Data to use:
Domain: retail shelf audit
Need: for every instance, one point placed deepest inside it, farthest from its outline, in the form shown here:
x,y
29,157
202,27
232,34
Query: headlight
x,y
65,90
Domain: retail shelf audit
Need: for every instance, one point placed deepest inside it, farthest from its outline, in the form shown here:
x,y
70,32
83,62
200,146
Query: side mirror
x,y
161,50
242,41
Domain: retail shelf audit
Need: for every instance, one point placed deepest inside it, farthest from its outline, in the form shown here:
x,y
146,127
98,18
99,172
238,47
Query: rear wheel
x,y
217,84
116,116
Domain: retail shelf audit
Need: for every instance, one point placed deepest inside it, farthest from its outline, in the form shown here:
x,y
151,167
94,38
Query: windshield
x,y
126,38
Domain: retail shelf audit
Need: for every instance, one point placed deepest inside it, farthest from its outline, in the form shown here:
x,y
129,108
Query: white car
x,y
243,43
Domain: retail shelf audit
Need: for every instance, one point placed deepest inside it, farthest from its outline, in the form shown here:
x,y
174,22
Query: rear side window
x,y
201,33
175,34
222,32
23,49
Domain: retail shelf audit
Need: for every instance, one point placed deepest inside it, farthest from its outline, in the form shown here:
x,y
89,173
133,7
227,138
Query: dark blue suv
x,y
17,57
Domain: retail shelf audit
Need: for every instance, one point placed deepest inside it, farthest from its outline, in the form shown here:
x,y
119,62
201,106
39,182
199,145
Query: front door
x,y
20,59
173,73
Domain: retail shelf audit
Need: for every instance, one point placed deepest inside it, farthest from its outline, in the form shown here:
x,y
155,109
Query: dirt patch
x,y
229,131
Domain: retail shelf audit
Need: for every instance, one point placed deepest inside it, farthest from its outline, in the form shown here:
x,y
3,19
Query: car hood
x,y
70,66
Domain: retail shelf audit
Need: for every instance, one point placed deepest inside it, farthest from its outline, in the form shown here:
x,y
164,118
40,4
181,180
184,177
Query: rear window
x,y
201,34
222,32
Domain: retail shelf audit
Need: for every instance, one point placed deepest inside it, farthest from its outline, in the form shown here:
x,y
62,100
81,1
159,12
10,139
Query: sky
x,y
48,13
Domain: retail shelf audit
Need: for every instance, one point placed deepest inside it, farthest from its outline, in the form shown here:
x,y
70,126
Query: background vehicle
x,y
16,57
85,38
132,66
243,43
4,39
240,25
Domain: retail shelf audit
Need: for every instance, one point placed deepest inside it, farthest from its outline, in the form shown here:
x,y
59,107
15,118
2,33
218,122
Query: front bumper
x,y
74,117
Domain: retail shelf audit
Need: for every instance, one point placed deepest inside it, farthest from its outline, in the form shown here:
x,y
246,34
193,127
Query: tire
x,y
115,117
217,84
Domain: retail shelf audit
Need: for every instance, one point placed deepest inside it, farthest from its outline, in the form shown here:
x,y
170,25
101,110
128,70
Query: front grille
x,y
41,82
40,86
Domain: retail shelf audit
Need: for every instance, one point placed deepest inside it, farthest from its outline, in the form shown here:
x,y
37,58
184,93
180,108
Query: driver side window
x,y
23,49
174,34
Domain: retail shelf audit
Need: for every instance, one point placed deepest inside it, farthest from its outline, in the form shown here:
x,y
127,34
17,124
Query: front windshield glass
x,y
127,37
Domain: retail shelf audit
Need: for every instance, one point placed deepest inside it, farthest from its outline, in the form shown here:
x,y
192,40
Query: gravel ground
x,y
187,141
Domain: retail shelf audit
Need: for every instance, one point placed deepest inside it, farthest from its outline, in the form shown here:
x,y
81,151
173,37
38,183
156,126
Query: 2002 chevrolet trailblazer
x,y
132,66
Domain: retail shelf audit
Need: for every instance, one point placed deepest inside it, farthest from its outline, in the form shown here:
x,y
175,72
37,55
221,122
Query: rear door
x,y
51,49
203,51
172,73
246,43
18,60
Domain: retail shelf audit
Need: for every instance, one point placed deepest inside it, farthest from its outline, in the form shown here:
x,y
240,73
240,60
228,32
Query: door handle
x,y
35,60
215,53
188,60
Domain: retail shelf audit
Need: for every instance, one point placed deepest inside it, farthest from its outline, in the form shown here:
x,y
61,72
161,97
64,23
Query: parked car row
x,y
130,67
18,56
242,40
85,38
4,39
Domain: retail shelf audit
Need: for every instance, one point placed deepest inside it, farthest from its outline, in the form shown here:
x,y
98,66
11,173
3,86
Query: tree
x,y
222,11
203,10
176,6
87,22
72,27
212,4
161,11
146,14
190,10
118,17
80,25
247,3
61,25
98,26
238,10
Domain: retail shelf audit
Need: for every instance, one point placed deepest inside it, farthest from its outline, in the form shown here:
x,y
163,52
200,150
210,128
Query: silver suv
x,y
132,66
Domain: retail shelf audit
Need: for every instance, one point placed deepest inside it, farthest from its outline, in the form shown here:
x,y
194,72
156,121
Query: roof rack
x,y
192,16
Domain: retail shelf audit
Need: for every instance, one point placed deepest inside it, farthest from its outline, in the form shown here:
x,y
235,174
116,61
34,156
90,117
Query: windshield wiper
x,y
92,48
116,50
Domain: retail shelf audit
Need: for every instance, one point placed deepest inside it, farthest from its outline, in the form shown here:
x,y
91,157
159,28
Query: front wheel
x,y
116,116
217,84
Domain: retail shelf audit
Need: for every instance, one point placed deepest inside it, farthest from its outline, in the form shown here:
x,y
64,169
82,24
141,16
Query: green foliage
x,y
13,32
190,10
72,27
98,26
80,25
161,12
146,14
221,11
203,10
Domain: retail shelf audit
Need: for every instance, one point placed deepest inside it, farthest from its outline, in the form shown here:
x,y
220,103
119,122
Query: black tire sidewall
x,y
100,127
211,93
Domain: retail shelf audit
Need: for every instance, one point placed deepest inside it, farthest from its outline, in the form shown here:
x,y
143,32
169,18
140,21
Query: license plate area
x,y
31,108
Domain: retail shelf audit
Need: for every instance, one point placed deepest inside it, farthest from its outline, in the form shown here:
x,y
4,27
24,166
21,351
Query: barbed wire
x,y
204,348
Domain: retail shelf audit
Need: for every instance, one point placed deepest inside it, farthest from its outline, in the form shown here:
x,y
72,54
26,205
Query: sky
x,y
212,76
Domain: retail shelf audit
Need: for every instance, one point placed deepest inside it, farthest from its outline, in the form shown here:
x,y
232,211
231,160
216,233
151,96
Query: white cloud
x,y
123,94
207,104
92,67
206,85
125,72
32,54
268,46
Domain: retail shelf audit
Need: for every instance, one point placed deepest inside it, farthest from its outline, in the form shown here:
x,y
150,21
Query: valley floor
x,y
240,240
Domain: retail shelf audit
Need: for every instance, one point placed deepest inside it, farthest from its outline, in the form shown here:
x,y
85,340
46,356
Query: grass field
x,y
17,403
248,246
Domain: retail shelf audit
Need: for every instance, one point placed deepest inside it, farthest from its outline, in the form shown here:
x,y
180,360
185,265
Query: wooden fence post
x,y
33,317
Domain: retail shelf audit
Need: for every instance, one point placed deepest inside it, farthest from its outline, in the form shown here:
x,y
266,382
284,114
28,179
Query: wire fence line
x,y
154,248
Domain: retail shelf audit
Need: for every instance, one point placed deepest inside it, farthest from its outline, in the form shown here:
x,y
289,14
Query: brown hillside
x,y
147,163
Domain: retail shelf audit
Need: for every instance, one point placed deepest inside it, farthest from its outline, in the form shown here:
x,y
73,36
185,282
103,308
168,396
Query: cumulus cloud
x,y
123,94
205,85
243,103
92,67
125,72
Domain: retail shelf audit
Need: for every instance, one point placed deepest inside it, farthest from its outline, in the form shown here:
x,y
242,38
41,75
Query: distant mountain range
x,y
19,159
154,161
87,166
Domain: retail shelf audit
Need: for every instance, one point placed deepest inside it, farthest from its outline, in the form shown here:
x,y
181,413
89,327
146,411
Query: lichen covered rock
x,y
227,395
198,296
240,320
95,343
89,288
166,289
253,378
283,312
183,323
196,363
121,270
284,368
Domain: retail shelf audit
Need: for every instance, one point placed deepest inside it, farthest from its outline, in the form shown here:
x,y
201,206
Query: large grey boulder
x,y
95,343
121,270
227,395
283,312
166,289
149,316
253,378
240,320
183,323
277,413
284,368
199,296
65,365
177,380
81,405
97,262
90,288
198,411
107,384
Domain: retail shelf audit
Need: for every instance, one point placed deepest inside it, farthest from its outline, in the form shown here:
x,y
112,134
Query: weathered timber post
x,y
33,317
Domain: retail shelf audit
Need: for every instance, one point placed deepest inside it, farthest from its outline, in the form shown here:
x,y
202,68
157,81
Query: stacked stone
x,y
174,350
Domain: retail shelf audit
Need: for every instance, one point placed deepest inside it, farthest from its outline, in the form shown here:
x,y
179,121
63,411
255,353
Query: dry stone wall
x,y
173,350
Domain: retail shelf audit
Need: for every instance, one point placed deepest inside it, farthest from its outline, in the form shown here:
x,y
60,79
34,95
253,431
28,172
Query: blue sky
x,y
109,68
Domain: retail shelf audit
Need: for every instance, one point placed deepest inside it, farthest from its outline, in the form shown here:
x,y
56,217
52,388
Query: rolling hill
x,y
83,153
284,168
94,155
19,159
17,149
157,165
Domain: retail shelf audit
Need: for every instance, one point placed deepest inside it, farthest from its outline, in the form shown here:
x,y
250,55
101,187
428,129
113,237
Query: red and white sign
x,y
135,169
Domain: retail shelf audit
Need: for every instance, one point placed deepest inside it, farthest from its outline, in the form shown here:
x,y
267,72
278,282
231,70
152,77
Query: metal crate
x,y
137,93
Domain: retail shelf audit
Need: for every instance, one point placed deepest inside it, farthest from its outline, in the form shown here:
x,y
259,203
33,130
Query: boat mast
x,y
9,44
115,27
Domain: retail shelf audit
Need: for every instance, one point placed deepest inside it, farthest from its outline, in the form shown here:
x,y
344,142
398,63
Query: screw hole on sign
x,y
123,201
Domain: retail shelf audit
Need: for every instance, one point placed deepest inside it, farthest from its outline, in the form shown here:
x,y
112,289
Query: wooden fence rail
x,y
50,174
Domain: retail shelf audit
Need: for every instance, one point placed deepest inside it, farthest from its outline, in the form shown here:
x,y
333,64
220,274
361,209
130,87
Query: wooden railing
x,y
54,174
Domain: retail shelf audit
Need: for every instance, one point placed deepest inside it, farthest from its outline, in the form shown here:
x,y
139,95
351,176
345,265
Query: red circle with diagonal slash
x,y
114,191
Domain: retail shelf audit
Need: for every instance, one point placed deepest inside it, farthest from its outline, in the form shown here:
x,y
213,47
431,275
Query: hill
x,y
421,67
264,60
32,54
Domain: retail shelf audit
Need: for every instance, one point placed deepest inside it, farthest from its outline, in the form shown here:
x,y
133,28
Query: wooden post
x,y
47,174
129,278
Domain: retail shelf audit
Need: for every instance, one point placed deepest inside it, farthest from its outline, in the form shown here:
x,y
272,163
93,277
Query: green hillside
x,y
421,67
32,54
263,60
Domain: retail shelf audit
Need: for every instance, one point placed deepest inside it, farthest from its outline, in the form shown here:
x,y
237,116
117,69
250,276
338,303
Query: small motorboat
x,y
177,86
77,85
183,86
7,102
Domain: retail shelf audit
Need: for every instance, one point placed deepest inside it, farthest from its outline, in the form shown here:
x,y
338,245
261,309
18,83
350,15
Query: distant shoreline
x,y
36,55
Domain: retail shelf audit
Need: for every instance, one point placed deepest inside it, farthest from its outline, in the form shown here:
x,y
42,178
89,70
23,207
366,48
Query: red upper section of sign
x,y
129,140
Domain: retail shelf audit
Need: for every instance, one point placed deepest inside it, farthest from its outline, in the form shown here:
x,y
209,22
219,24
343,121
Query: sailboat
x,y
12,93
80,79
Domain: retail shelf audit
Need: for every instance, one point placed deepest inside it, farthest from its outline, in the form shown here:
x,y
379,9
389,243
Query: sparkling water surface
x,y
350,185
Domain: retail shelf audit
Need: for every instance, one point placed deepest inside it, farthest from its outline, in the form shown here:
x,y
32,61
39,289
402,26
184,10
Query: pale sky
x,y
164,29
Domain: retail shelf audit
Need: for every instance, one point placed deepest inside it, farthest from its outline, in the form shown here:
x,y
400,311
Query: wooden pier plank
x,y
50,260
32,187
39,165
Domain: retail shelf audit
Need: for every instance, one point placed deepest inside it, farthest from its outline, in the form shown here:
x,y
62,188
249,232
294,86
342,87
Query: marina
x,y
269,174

Stated problem:
Please pull out every line in the data above that contains the word "sign", and copy each one in full.

Answer to this task:
Query: red and white sign
Query: screw hole on sign
Query: red upper section of sign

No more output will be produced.